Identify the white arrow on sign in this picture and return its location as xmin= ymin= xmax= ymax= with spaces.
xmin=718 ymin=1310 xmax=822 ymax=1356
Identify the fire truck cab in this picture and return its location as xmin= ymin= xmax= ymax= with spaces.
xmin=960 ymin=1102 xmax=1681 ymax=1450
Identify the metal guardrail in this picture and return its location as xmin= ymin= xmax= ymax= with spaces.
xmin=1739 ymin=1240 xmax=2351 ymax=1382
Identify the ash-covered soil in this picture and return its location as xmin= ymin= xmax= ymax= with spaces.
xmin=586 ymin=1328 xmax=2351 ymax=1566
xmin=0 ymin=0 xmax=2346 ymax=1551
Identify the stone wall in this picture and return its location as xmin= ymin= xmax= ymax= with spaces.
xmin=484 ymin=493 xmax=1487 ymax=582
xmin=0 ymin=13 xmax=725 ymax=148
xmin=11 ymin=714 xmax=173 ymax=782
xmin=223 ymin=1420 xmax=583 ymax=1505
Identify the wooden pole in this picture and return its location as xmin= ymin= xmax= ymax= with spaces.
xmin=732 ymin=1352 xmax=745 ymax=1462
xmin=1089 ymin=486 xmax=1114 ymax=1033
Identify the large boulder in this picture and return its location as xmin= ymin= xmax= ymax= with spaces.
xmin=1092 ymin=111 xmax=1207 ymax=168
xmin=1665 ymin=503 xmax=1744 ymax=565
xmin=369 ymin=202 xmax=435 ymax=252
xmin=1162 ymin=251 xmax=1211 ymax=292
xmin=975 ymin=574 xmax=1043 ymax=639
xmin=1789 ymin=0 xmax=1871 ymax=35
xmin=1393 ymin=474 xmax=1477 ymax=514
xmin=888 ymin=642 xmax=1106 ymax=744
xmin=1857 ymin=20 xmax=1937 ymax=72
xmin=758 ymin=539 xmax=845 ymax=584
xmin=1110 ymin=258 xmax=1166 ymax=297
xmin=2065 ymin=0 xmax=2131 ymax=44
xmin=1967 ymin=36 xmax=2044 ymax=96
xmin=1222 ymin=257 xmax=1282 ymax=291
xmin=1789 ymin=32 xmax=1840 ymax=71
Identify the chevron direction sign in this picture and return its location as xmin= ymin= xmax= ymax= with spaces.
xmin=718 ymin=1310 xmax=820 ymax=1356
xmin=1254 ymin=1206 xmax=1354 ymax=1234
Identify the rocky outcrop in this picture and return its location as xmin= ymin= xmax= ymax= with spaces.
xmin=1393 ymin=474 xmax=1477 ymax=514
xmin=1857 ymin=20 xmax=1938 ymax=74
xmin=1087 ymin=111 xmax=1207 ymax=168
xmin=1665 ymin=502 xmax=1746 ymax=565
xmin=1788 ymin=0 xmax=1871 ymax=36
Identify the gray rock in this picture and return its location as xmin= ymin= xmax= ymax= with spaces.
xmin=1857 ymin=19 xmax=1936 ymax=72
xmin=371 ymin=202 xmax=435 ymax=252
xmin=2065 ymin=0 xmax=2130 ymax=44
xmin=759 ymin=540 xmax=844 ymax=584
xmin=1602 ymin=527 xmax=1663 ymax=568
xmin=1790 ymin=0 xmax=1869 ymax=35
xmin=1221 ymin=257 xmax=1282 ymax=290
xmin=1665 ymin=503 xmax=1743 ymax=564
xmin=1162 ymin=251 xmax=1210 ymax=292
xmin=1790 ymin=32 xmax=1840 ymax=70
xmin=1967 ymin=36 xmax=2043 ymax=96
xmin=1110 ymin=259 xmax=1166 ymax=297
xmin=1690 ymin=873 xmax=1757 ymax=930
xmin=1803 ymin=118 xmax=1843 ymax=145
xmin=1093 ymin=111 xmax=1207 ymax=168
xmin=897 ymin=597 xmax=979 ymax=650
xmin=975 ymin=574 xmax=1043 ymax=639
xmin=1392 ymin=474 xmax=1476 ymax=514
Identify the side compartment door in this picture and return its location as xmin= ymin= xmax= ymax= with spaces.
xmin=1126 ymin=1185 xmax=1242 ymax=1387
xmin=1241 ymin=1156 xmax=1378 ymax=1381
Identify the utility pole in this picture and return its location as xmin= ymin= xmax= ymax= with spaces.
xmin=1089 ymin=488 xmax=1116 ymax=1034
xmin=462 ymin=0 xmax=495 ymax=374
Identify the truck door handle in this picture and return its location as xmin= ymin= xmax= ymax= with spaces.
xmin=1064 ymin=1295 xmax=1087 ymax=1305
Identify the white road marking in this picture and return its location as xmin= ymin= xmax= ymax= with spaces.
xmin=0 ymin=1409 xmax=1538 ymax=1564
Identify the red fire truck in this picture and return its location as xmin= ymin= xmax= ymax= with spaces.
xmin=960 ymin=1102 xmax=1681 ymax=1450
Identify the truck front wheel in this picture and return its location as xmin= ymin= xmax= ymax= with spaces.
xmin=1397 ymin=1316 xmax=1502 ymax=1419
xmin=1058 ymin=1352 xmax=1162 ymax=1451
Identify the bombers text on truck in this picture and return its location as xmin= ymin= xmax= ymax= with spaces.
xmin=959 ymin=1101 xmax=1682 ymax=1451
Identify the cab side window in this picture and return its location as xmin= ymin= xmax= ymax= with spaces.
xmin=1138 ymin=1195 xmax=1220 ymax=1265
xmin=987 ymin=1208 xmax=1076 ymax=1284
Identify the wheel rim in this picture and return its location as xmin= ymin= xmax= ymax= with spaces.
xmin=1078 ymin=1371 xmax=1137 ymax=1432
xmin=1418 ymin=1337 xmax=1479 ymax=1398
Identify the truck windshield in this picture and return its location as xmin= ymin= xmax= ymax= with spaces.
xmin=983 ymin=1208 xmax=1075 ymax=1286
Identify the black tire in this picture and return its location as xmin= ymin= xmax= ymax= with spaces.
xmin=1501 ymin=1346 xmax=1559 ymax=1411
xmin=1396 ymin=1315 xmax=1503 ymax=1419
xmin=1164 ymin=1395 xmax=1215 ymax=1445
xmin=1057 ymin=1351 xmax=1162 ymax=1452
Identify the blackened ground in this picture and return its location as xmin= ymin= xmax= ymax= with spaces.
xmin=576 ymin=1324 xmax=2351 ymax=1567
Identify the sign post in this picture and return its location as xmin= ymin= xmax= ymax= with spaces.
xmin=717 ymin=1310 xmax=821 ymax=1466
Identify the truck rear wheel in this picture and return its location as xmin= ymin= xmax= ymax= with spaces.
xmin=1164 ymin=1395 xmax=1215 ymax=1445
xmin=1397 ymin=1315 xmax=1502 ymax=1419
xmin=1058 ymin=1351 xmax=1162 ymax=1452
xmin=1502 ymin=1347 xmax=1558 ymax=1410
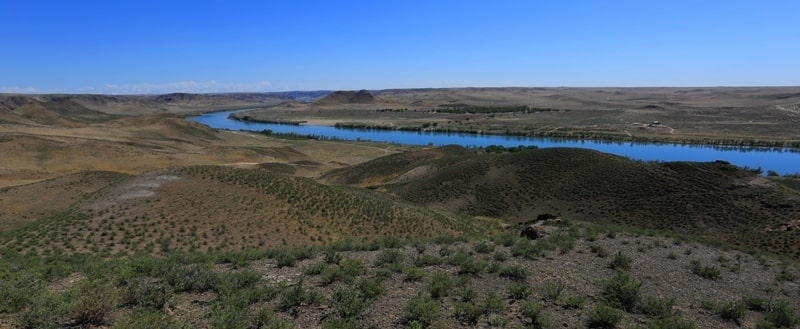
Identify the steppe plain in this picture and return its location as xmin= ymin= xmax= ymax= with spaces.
xmin=1 ymin=87 xmax=799 ymax=328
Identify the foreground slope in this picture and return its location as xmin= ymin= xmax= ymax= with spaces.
xmin=0 ymin=166 xmax=475 ymax=255
xmin=329 ymin=146 xmax=800 ymax=258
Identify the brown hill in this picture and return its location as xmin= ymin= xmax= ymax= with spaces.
xmin=0 ymin=171 xmax=127 ymax=231
xmin=314 ymin=90 xmax=376 ymax=106
xmin=329 ymin=146 xmax=800 ymax=257
xmin=0 ymin=166 xmax=477 ymax=255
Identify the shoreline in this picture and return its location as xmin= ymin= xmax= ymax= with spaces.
xmin=229 ymin=114 xmax=800 ymax=151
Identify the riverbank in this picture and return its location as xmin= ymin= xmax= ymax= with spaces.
xmin=226 ymin=109 xmax=800 ymax=149
xmin=188 ymin=110 xmax=800 ymax=175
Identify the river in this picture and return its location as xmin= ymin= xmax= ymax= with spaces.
xmin=188 ymin=109 xmax=800 ymax=175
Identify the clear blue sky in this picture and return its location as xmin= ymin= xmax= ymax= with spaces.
xmin=2 ymin=0 xmax=799 ymax=94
^^^^^^^^^^^^^^^^
Return the line where "Identify the clear" appears, then every line after it to the end of the listing, all exactly as written.

Identify the clear blue sky in this picture and return its location as xmin= ymin= xmax= ymax= with spaces.
xmin=2 ymin=0 xmax=799 ymax=94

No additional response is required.